[Opening Selected text section]

Three Types of Inspiration and Which Ones I Avoid

7 08 2022
  1. Axe-Grinding: Something is rubbing my chaps or grinding my gears or generally making me angry. The nature of romance. That horrid politician. The state of society. Delusions of those who disagree with me. The problem with Axe-Grinding is that I never enjoy writing about things I hate. I rush through the writing and create characters without depth and a dissatisfying ending. There are writers who can Axe-Grind, and I wonder at their approach. Cory Doctorow writes about disagreeable politics and technology and he gets his points across. Gretchen Felker-Martin wrote about people who want her dead and somehow didn’t make it a screed. Dunno how they do it. When I’m writing something and I think, “Yeah! That’ll show those bastards!” I go have a nice lay-down.
  2. Inspired by Life/Catharsis: I realize things about my life, you know? Decades pass and disparate memories click together into a realization. Or new experiences cast a moment in a new light. Or a direct experience can be made into a character arc, if I tweak it a little. Editors have liked these stories, but writing them weighs on me. Writing is an escape from my unending self-scrutiny. I write about my personal life now only once in a while.
  3. The Image: An image strikes. An image clean of politics or regret. As I’ve noted in previous posts, my turn of mind ranges from absurdity to horror. A mummified Victorian meditating. An imp birthing from an eye socket. A sentient ribcage jumping along a suburban sidewalk. Yeah, they disturb me too. But I know by exploring an idea unrelated to my beliefs, that my 1) axe-grinding and 2) catharsis will release in a way relevant to whatever story emerges. Keep in mind: I subject what images and feeling that appear to scrutiny, maybe unreasonable, that they not remind me of anything other media. Some images do not work and I’ve learned to avoid or compartmentalize them they feel inspired by the surrealism I like to read sometimes.

Now I’m trying to use writing prompts so I can increase output. Using prompts feels odd. Prompts don’t resonate as deeply. Prompt writing seems more analytical, as I am using a different part of my brain. I’m concerned that I’ll lose whatever “ME” is in the writing, the “ME” that got past stories published.

In a related subject: there are respected authors who write about their religion or politics. One guy had deep conflicts with his deeply Catholic father, then had a near-death experience, and now expounds from an Opus Dei pre-Vatican II perspective. One woman is a loving parent and wife, and she knows she has depression and OCD, yet has become a Truther about Every Possible Subject.

How can one live without the awareness of trauma affecting outlook? How can they allow themselves to speak on deeply loaded subjects and reinforce delusions in others?

This is why I prefer writing from an Image. This forces me to create well-rounded characters in conflicts removed from Real Issues, while allowing for emotional exploration.

Continuing exploration in magick. Between this and self-hypnosis, I’ve been getting more comfortable in expressing myself.




OKAY, REVISIONS!

2 08 2022

I received critiques of the whole novel from Noble Fusion Eastern Court. I received critiques on the first few chapters from writers on the Online Writers Workshop, plus encouragement.

[Closing Selected text section]
[Opening Data section section]

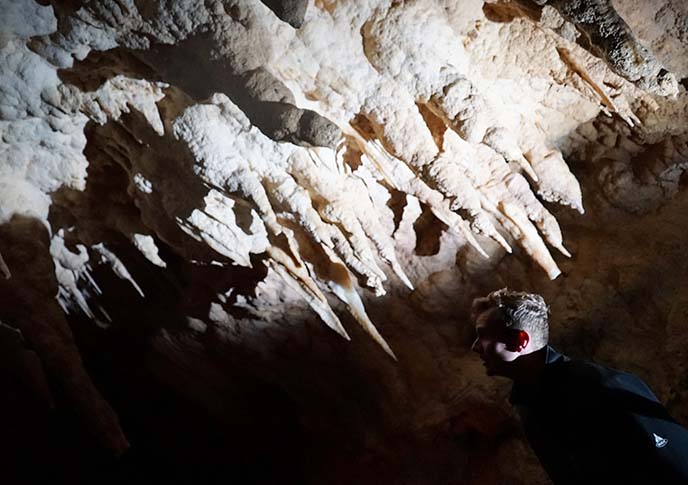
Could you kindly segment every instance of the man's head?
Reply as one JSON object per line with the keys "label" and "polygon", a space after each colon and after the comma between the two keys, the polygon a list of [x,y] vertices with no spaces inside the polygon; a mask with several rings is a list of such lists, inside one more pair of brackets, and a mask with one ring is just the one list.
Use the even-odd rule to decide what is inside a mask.
{"label": "man's head", "polygon": [[540,295],[506,288],[473,301],[477,336],[471,350],[480,355],[488,375],[508,377],[511,362],[547,345],[548,310]]}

[Closing Data section section]

# About this exercise:
Write the next few sentences of the blog text on writing inspiration and revisions, continuing after its last sentence about critiques and encouragement from the Online Writers Workshop.

# Result:
Writer and OWW organizer Judith Tarr wrote: “The bones of this chapter are solid. There are some vivid and memorable images, and the story moves rapidly forward. Olivia is a strong character; her motivations are clear. There’s no question about what she wants or how she intends to get it.”

Author Kate Tyte provided useful guidance: “I feel you could make some things clearer, simpler and more obvious. I was confused by the homunculous of Olivia’s lover, for example. You have good characters and conflict, but sometimes that gets a bit lost. Gretchen wants to be cured of cancer, and maybe to get back together with her boyfriend, and to get her life together. Olivia wants to find her lover, for magical purposes. The boyfriend wants to be famous. Can you focus on making those things the focus, and very clear, and not losing sight of them?”

I am incorporating these critiques into the chapters still to be posted on OWW. I’m sending updated drafts to my non-writer friends to get their advice.

Here are two AI renderings of key images in “Saints of Flesh”. The prompt on the second one was “cancer polyp jewelry”.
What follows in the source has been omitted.